# What this task involves
Each record below should be reproduced as it is written, with pictures left out entirely.

Point localization data:

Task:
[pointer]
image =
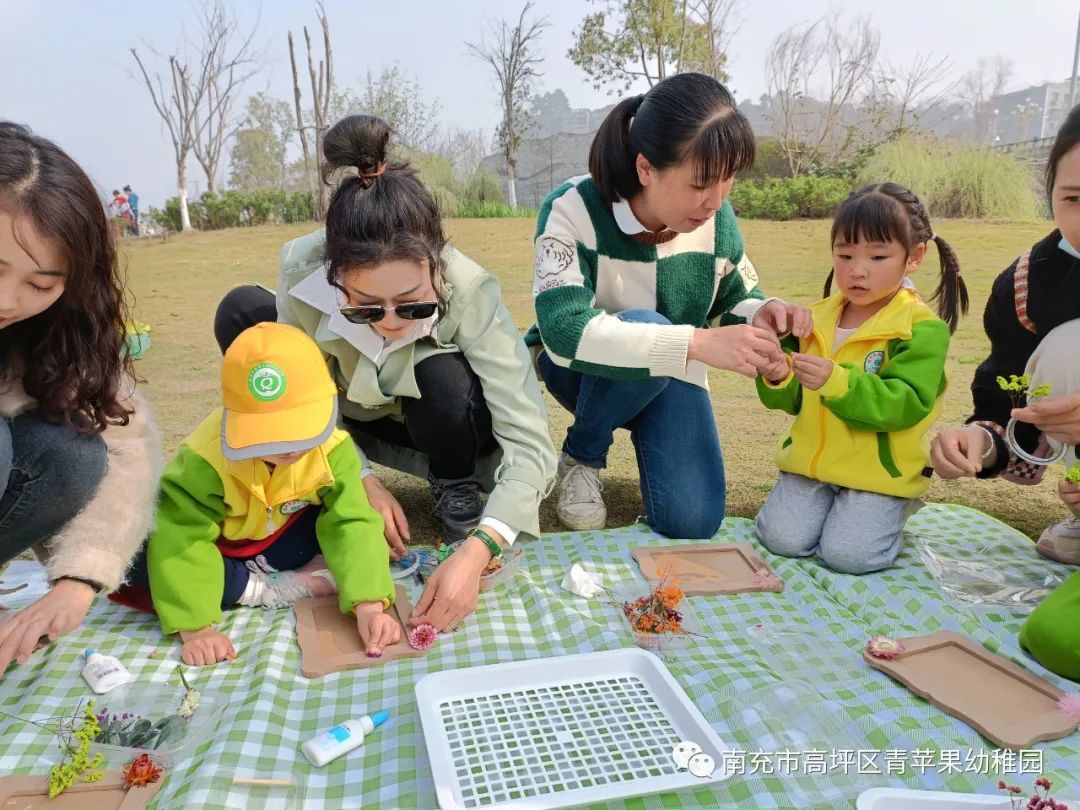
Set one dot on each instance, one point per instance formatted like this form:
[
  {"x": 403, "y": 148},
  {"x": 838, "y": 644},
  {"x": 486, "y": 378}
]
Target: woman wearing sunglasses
[{"x": 433, "y": 376}]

# Solution for this exercise
Task:
[pointer]
image =
Set one dot on each instance, one point per instance formatted like this form:
[
  {"x": 403, "y": 148},
  {"x": 838, "y": 644},
  {"x": 486, "y": 378}
]
Target: woman wearing sunglasses
[{"x": 433, "y": 376}]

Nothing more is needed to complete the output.